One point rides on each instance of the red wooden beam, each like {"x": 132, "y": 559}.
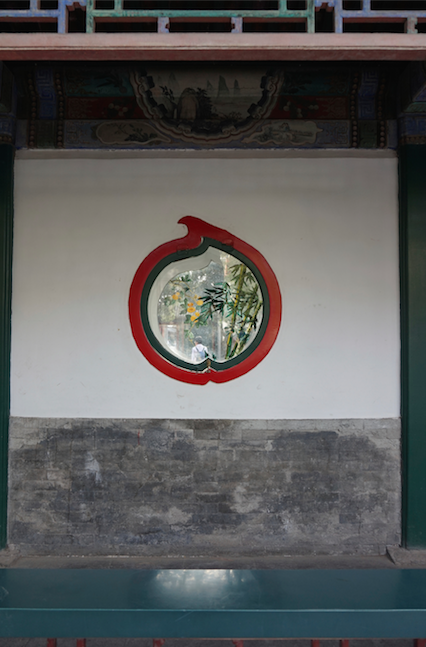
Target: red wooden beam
{"x": 212, "y": 47}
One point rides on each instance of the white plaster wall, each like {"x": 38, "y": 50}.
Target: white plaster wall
{"x": 328, "y": 227}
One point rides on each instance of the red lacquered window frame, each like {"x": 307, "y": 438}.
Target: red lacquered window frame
{"x": 197, "y": 231}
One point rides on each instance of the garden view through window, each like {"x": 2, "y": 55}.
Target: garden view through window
{"x": 206, "y": 307}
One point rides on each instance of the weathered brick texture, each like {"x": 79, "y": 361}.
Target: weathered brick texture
{"x": 195, "y": 487}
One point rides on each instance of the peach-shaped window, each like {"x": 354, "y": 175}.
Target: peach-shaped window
{"x": 205, "y": 307}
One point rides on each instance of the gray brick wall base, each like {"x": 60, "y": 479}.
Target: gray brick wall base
{"x": 204, "y": 487}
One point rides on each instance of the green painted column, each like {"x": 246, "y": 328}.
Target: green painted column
{"x": 412, "y": 171}
{"x": 6, "y": 232}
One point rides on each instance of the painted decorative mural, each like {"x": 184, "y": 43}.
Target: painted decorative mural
{"x": 158, "y": 105}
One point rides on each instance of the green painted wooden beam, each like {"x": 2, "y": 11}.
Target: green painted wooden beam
{"x": 413, "y": 335}
{"x": 6, "y": 231}
{"x": 221, "y": 603}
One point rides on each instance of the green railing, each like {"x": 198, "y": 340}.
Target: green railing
{"x": 252, "y": 10}
{"x": 235, "y": 15}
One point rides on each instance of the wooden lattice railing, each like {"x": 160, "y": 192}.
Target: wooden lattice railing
{"x": 338, "y": 16}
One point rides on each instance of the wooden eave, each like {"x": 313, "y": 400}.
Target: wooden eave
{"x": 213, "y": 47}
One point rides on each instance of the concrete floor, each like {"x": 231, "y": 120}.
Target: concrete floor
{"x": 395, "y": 558}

##############################

▸ WHAT IS EXPECTED: Reproduce everything from the line containing "painted column, each" down to the end of the material, keeping every line and adding 94 to both the x and y coordinates of each answer point.

▸ OUTPUT:
One point rides on each instance of the green painted column, each like {"x": 246, "y": 328}.
Target: green painted column
{"x": 506, "y": 265}
{"x": 100, "y": 326}
One point rides on each instance of the painted decorative mural, each like {"x": 184, "y": 43}.
Target: painted decorative mural
{"x": 252, "y": 199}
One point rides on each instance of the green painted wooden beam, each like {"x": 2, "y": 11}.
Target: green painted wooden beam
{"x": 507, "y": 429}
{"x": 100, "y": 325}
{"x": 315, "y": 697}
One point rides on each instance of the green railing, each like {"x": 198, "y": 340}.
Target: green railing
{"x": 346, "y": 104}
{"x": 329, "y": 109}
One point rides on each instance of the wooden lattice railing, each like {"x": 160, "y": 192}.
Target: wooden lattice railing
{"x": 432, "y": 110}
One point rides on each instance of the wooden eave, each like {"x": 313, "y": 400}.
Target: wooden eave
{"x": 307, "y": 141}
One point rides on each instance of the concrete floor, each like {"x": 231, "y": 120}.
Target: concrete floor
{"x": 489, "y": 652}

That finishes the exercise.